What you will do
Render every line of the rows below as a JSON list of strings, one string per line, with blank lines left out. Omit the pictures from your answer.

-- Start Data provided --

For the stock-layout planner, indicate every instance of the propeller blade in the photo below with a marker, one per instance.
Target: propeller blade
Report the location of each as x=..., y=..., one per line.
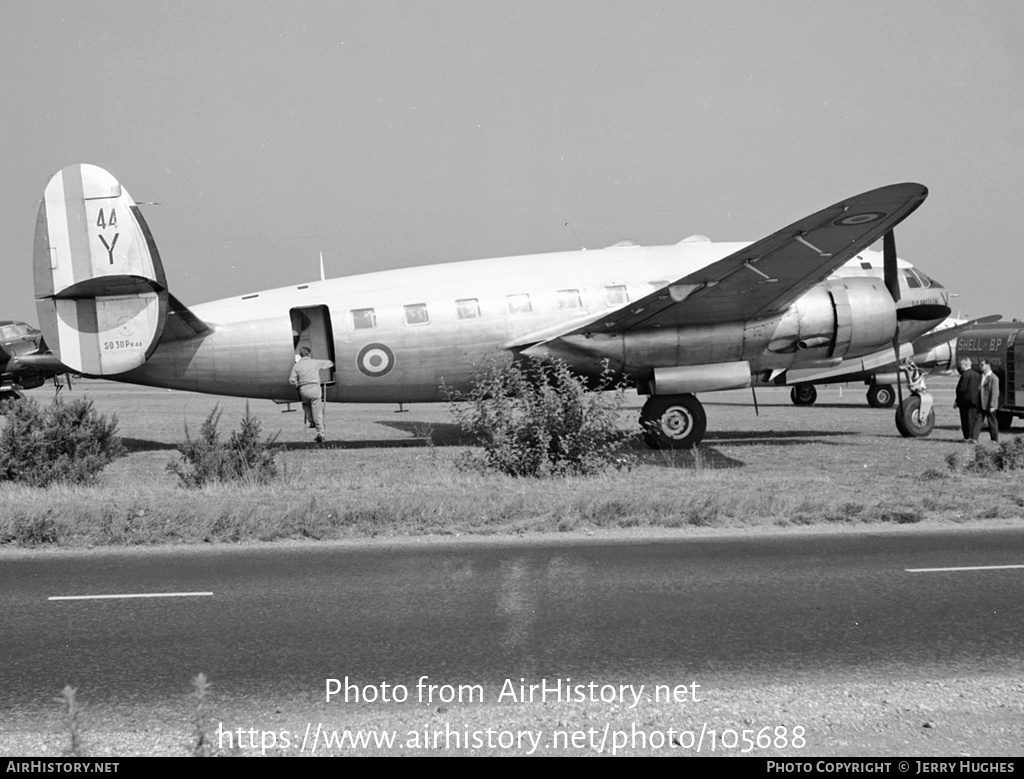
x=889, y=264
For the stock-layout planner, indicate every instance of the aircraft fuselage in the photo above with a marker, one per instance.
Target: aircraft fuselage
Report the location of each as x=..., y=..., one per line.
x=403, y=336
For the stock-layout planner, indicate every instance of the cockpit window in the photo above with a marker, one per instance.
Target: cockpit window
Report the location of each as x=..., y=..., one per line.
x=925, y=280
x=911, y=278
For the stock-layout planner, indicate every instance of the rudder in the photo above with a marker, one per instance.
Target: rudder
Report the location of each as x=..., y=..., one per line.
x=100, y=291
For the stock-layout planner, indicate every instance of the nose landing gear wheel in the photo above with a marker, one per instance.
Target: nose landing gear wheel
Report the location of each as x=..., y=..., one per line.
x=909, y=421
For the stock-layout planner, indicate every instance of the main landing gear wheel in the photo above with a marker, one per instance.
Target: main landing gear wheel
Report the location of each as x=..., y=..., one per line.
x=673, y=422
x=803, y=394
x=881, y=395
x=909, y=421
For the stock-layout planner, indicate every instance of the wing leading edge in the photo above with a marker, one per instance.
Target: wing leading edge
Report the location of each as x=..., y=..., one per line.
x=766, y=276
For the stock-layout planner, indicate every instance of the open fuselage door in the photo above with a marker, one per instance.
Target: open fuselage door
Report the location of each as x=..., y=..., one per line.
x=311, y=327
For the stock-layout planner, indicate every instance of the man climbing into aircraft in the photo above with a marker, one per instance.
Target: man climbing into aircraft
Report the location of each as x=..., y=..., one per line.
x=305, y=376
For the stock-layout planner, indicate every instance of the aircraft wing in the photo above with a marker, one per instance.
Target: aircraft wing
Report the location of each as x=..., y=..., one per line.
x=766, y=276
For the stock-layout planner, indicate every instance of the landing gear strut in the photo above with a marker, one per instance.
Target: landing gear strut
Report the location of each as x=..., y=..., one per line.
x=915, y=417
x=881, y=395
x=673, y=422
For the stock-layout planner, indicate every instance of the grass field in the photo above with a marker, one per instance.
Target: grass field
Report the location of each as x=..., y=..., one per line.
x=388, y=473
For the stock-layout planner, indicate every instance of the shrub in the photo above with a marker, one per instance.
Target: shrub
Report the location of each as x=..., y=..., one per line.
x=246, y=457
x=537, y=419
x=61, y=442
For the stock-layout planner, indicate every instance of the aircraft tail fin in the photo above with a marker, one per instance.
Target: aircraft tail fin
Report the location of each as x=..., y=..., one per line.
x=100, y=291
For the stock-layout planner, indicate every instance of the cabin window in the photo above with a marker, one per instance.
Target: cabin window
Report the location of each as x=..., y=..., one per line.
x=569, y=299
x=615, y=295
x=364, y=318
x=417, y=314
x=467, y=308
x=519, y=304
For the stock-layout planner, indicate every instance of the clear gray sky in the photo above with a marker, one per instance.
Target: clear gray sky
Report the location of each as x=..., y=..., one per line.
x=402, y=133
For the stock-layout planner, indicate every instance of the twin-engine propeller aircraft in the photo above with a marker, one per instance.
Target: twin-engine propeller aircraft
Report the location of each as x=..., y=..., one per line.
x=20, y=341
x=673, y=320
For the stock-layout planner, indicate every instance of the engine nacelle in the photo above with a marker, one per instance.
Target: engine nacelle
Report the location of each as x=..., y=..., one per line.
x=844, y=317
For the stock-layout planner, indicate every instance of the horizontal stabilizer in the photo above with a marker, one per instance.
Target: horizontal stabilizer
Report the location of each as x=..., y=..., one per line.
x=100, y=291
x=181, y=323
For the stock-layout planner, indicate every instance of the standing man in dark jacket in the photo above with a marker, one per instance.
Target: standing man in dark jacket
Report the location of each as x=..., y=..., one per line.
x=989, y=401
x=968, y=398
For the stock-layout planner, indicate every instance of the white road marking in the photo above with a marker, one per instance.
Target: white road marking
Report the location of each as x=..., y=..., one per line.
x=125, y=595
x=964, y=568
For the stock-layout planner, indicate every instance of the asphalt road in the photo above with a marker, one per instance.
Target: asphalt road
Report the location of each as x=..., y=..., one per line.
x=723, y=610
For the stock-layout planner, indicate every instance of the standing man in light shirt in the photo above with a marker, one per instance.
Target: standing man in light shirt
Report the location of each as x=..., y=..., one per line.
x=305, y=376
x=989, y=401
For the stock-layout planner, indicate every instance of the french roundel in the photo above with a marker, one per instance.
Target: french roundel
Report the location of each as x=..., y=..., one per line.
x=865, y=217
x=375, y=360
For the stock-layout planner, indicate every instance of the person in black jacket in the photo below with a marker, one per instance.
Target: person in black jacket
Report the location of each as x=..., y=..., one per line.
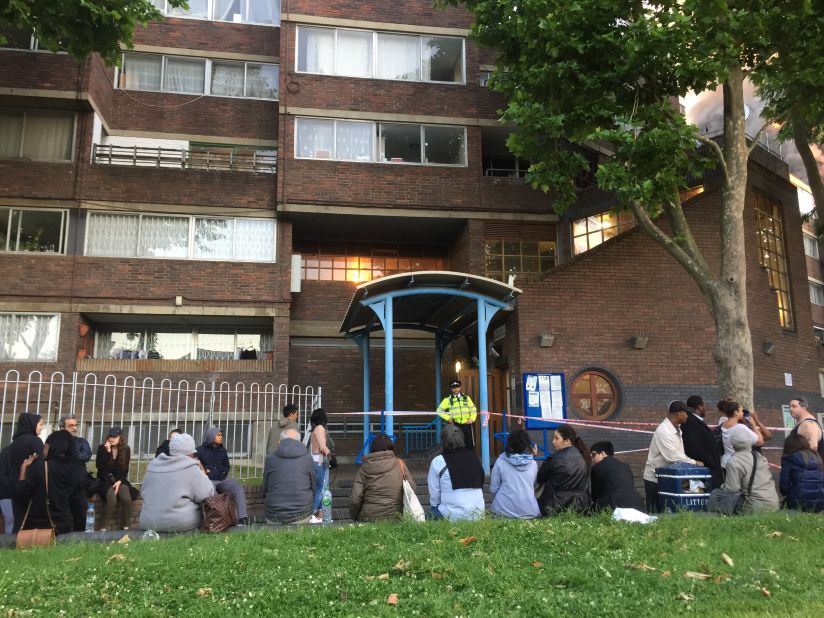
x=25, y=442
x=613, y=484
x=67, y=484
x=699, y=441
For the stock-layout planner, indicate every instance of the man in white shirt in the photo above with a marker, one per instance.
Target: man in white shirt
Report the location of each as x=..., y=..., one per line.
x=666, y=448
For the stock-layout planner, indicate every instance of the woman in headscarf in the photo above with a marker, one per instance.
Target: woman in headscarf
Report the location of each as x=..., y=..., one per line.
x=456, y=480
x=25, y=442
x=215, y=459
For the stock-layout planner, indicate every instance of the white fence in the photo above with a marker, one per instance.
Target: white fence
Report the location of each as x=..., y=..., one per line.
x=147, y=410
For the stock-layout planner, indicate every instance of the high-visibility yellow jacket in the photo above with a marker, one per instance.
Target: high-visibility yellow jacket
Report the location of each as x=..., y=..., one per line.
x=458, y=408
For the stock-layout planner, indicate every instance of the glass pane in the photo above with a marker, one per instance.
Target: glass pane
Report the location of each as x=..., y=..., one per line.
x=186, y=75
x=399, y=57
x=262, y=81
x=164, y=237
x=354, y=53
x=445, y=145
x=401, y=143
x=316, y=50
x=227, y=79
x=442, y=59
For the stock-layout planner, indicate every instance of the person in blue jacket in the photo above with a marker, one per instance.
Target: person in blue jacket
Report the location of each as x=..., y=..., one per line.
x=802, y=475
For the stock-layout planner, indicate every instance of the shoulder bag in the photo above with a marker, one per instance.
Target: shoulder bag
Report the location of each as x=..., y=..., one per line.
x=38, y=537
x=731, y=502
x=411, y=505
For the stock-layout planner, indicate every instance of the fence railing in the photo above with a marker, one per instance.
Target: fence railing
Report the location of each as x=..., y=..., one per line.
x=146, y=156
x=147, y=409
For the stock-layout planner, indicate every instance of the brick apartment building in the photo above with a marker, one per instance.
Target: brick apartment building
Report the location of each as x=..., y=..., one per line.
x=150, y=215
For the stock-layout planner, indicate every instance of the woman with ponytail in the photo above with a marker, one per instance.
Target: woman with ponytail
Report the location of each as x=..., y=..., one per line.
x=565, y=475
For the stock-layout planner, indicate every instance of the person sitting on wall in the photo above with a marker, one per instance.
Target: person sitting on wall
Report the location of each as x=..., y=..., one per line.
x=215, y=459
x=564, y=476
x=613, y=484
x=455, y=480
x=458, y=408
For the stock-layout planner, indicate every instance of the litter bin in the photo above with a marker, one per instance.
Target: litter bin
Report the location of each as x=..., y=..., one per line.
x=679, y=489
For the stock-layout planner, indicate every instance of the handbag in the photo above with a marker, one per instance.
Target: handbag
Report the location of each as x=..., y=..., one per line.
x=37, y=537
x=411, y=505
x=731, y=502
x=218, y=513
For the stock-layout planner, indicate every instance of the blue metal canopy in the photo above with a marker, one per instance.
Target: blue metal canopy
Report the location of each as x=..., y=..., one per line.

-- End Data provided --

Response to this exercise
[
  "For the stock-layout planner, indicate every instance of the propeller blade in the photo below with a marker, one per instance.",
  "Target: propeller blade",
  "Report the location of each as x=..., y=..., one per line.",
  "x=889, y=264",
  "For the stock-layout planner, indicate every instance of the aircraft fuselage in the photo above with a marker, one per instance.",
  "Target: aircraft fuselage",
  "Report the location of each as x=..., y=..., one per line.",
  "x=403, y=336",
  "For the stock-layout planner, indicate every instance of the cockpit window in the photo above with a marker, one per instance.",
  "Target: cockpit window",
  "Report the location of each as x=..., y=..., one per line.",
  "x=925, y=280",
  "x=911, y=278",
  "For the stock-layout planner, indicate every instance of the rudder in the photo above with a marker, one per instance.",
  "Target: rudder",
  "Report the location of each as x=..., y=..., one per line.",
  "x=100, y=291",
  "For the stock-layout planner, indicate every instance of the nose landing gear wheel in the photo above with a marker, one per instance.",
  "Target: nose landing gear wheel",
  "Report the location of each as x=..., y=..., one per line.",
  "x=909, y=421",
  "For the stock-layout planner, indicate every instance of the main landing gear wheel in the photo above with a marker, one per instance.",
  "Target: main landing gear wheel",
  "Report the location of each as x=..., y=..., one per line.",
  "x=673, y=422",
  "x=803, y=394",
  "x=881, y=395",
  "x=909, y=421",
  "For the stock-layout planner, indicate every instance of the wing leading edge in the photo above with a marker, one per instance.",
  "Target: wing leading edge",
  "Report the location of each as x=..., y=..., one per line.",
  "x=766, y=276",
  "For the stock-layout planner, indicate every instance of the open fuselage door in the photo above with a marker, one per instance.",
  "Target: open fuselage door",
  "Report the location of each as x=..., y=..., one per line.",
  "x=311, y=327",
  "For the stock-layout planner, indicate every instance of the man climbing into aircraft in the photo above with a marker, one per instance.",
  "Target: man climbing into aircraft",
  "Report the location of each as x=..., y=..., one per line.",
  "x=305, y=376",
  "For the stock-layout planner, indicate every instance of the aircraft wing in the photo above with a marker, one per instance.",
  "Target: aircraft wing",
  "Report the location of each as x=..., y=..., one per line.",
  "x=766, y=276",
  "For the stock-layout planner, indicate every instance of the landing gear strut in the photo above with a marker, one per instance.",
  "Target: landing gear strut",
  "Report the location of each as x=..., y=..., one per line.",
  "x=915, y=417",
  "x=881, y=395",
  "x=673, y=422",
  "For the stock-layout planner, indicate every instance of the grass field in the photo above with a marker, one per instance.",
  "Target: grass field",
  "Report the location of each as x=..., y=..., one per line.",
  "x=388, y=473",
  "For the stock-layout planner, indicate every instance of the shrub in the photo above with a marker, one per instance.",
  "Target: shrub",
  "Report the location of each as x=..., y=..., one per line.",
  "x=246, y=457",
  "x=537, y=419",
  "x=61, y=442",
  "For the stock-layout planner, indicate every instance of the aircraft tail fin in the photo above with a marker, one per instance.",
  "Target: aircraft tail fin",
  "Report the location of each as x=..., y=..., one per line.",
  "x=100, y=291",
  "For the stock-layout planner, indicate every instance of the cabin window in the photo above with a marker, one per instance.",
  "Target: cabin window",
  "Report the location of each as x=..., y=..., one per line.",
  "x=569, y=299",
  "x=615, y=295",
  "x=364, y=318",
  "x=417, y=314",
  "x=467, y=308",
  "x=519, y=304",
  "For the stock-layout planner, indicate every instance of the clear gray sky in the photo above with a marker, one per instance.",
  "Target: clear gray sky",
  "Report the location of each as x=..., y=..., one per line.",
  "x=402, y=133",
  "For the stock-layout planner, indicate every instance of the twin-engine propeller aircraft in the photo above with a marker, one per instance.",
  "Target: twin-engine propeller aircraft",
  "Report the location of each as x=..., y=..., one per line.",
  "x=20, y=341",
  "x=673, y=320",
  "For the stock-layout planner, indicate every instance of the engine nacelle in the photo above with a marker, one per instance.",
  "Target: engine nacelle",
  "Report the location of each as x=..., y=..., one per line.",
  "x=844, y=317",
  "For the stock-layout planner, indicate every instance of the horizontal stabilizer in the photo above with a marker, one per instance.",
  "Target: horizontal stabilizer",
  "Report the location of each as x=..., y=..., one per line.",
  "x=100, y=291",
  "x=181, y=323",
  "For the stock-layout planner, indicate every instance of the standing man in dark jacket in the photo above with a marker, one per instance.",
  "Target: standing man in dark jacket",
  "Report the location of each as x=..., y=..., one per line.",
  "x=989, y=401",
  "x=968, y=398",
  "For the stock-layout planner, indicate every instance of the white road marking in the photo above with a marker, one per instance.",
  "Target: white road marking",
  "Report the location of each as x=..., y=..., one per line.",
  "x=125, y=595",
  "x=964, y=568",
  "For the stock-layout planner, indicate every instance of the asphalt road in the photo above with a marker, one per instance.",
  "Target: asphalt road",
  "Report the location of each as x=..., y=..., one per line.",
  "x=723, y=610",
  "For the stock-layout planner, indicate every instance of the standing man in light shirt in the photo above with a marker, one per instance.",
  "Target: standing man in light shirt",
  "Report the location of each as x=..., y=..., one per line.",
  "x=305, y=376",
  "x=989, y=401",
  "For the stock-layout planner, indicate every instance of the french roundel in the photo above with a marker, one per instance.",
  "Target: french roundel",
  "Report the location of each as x=..., y=..., one per line.",
  "x=865, y=217",
  "x=375, y=360",
  "For the stock-layout planner, indicate every instance of the person in black jacket in the photo below with a marker, one per instance.",
  "Target: person in black jacket",
  "Report the location of each as x=..., y=..., one per line.",
  "x=25, y=442",
  "x=613, y=484",
  "x=67, y=484",
  "x=699, y=441",
  "For the stock-layout planner, indicate every instance of the man in white shirt in the photo above with a marker, one per instance.",
  "Target: man in white shirt",
  "Report the location of each as x=..., y=..., one per line.",
  "x=666, y=448",
  "For the stock-layout planner, indicate every instance of the woman in headscarf in the photo above with a marker, one per instance.",
  "Target: woman in headscarf",
  "Report the location of each as x=..., y=..., one per line.",
  "x=456, y=480",
  "x=25, y=442",
  "x=215, y=459",
  "For the stock-layout planner, indicate every instance of the white fence in the photo above with a marker, one per instance.",
  "Target: white fence",
  "Report the location of each as x=..., y=..., one per line.",
  "x=147, y=410",
  "For the stock-layout planner, indicate every instance of the high-visibility yellow jacket in the photo above with a marker, one per instance.",
  "Target: high-visibility yellow jacket",
  "Report the location of each as x=..., y=..., one per line.",
  "x=458, y=408",
  "For the stock-layout planner, indicate every instance of the glass pane in the photo above with a marker, one per instance.",
  "Target: glass pane",
  "Report the location of each as x=..., y=..., one per line.",
  "x=186, y=75",
  "x=399, y=57",
  "x=262, y=81",
  "x=164, y=237",
  "x=354, y=53",
  "x=445, y=145",
  "x=401, y=143",
  "x=316, y=50",
  "x=227, y=79",
  "x=442, y=59",
  "For the stock-layout planner, indicate every instance of the person in blue jacket in the photo above with a marker, one per instance.",
  "Target: person in blue jacket",
  "Report the location of each as x=..., y=..., one per line.",
  "x=802, y=475",
  "For the stock-layout planner, indicate every instance of the shoulder bag in the photo above with a marker, one per instance.",
  "Target: shoulder bag",
  "Report the location of each as x=..., y=..., one per line.",
  "x=38, y=537",
  "x=731, y=502",
  "x=411, y=505",
  "For the stock-layout planner, indicate every instance of the fence railing in the photo above with a marker, one per instance.",
  "Target: fence railing",
  "Report the location of each as x=..., y=..., one per line.",
  "x=146, y=156",
  "x=147, y=409",
  "For the stock-layout planner, indicate every instance of the brick apartment building in the photo above with a marker, one per instance.",
  "Target: brick apartment building",
  "Report the location of each as x=..., y=..., one per line.",
  "x=150, y=215",
  "For the stock-layout planner, indicate every instance of the woman with ponytail in the photo above with a marker, one per instance.",
  "Target: woman with ponytail",
  "Report the location of each as x=..., y=..., one per line.",
  "x=565, y=475",
  "For the stock-layout planner, indicate every instance of the person sitting on wall in the photo above with a marker, one per instance.",
  "Target: person sitting on wall",
  "Report the location of each as x=..., y=..., one per line.",
  "x=215, y=459",
  "x=564, y=476",
  "x=613, y=484",
  "x=455, y=480",
  "x=458, y=408",
  "For the stock-layout planner, indicate every instance of the litter bin in the photo above with a marker, one per instance.",
  "Target: litter bin",
  "Report the location of each as x=..., y=..., one per line.",
  "x=679, y=489",
  "For the stock-layout planner, indicate every instance of the handbag in the photo above with a marker, one per instance.",
  "Target: handbag",
  "Report the location of each as x=..., y=..., one per line.",
  "x=37, y=537",
  "x=411, y=505",
  "x=731, y=502",
  "x=218, y=513",
  "For the stock-layout planner, indicate every instance of the blue metal canopy in the photo above with a marker, one per instance.",
  "Target: blue metal canopy",
  "Report the location of each as x=..., y=..., one per line."
]